> _Tugas dan Latihan_
A: Ringkaslah paragraf dalam kisah perjalanan yang diawali dengan "Berhubung kami belum pernah" menjadi versi yang lebih singkat dengan tetap mempertahankan fakta-fakta utamanya.
B: Menurut kisah perjalanan, kata apa yang harus dipakai saat bertanya sebagai pengganti kata "jalan"?
C: Salinlah dengan tepat bagian kisah perjalanan antara "Sudah gelap, ketika" dan "terjebak dan terdampar.", termasuk kedua bagian tersebut.

> _Sumber_

────────────────────────────────────────

Selesai shalat di mesjid terdekat, kembali ngobrol dengan seseorang. Ia memaparkan tentang jalur pendakian; tentang jiwa-jiwa yang tersesat dan dicari-cari tim SAR beberapa pekan ke belakang (dengan kesan seolah mereka disesatkan setan); kemudian mitos. Ya, selalu ada mitos...

(6)

Berhubung kami belum pernah sama sekali, ada seorang Pak Tua (penyebutan Pak Tua di sini karena dua hal. Pertama karena saya lupa namanya. Kedua agar terkesan seperti cerita silat), Pak Tua itu menyarankan agar kami berangkat nanti pagi, menumpang truk pengangkut pasir sampai area penambangan atau akses kendaraan terakhir. Tetapi, akhirnya setelah mengadakan kembali sidang “isbat” sambil bercanda dengan kata “terserah” akhirnya kami memutuskan untuk berangkat. Minimal sampai Curug Citiis, untuk kemudian esok pagi dilanjutkan lagi menuju Puncak Guntur. Akhirnya, Pak Tua itupun berpesan, kurang lebih begini:

“ Hati-hati, ya Jang, jangan bicara kasar. Terus kalau mau bertanya, jangan bertanya ‘jalan’, tapi harus ‘jalur’! ”

Saya jadi membayangkan, betapa sebuah kata-kata bisa jadi begitu berharga, bisa memiliki pengaruh yang luar biasa terhadap manusia.

(7)

Sudah gelap, ketika beberapa menit kami berjalan. Syukur masih ada truk yang hendak menuju pertambangan. Betul-betul gila dan mengesankan, sepanjang perjalanan, di atas truk, tubuh kami terbanting-banting. Tapi kami mulai bisa melihat lampu-lampu yang terhampar, seperti ribuan kunang-kunang yang terjebak dan terdampar.

(8)

Saya selalu suka melihat hamparan lampu-lampu dari kejauhan. Kemudian membayangkan hal-hal yang tengah dilakukan setiap orang di sekitar lampu-lampu yang terlihat kecil itu; di sudut lain, barangkali ada seseorang yang sedang menangis, ketika di sudut lain lagi barangkali ada seseorang yang sedang tertawa. Seseorang lagi barangkali tengah memeluk boneka, ketika seseorang lagi barangkali tengah menjaga pos ronda. Barangkali pula ada seseorang yang tengah tersesat dan kelaparan, ketika seseorang lagi barangkali tengah mendengarkan sebuah siaran radio dengan perasaan yang putus asa.

────────────────────────────────────────

> _Data Rekaman_
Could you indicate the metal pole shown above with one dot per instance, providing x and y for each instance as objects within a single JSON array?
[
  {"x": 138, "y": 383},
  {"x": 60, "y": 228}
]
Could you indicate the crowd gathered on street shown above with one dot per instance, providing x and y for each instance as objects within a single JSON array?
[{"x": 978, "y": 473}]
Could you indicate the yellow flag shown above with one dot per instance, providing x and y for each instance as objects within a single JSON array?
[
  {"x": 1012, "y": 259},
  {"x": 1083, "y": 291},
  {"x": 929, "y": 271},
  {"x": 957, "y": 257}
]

────────────────────────────────────────

> _Kunci Jawaban_
A: Karena mereka belum pernah sama sekali, seorang Pak Tua menyarankan agar mereka berangkat pagi harinya dengan menumpang truk pengangkut pasir sampai area penambangan atau akses kendaraan terakhir. Pak Tua disebut demikian karena penulis lupa namanya dan agar cerita terkesan seperti cerita silat. Setelah berunding kembali, mereka tetap memutuskan berangkat, minimal sampai Curug Citiis, lalu keesokan paginya melanjutkan perjalanan ke Puncak Guntur. Pak Tua itu kemudian menyampaikan sebuah pesan.

B: Kata yang harus dipakai adalah "jalur".

C:
Sudah gelap, ketika beberapa menit kami berjalan. Syukur masih ada truk yang hendak menuju pertambangan. Betul-betul gila dan mengesankan, sepanjang perjalanan, di atas truk, tubuh kami terbanting-banting. Tapi kami mulai bisa melihat lampu-lampu yang terhampar, seperti ribuan kunang-kunang yang terjebak dan terdampar.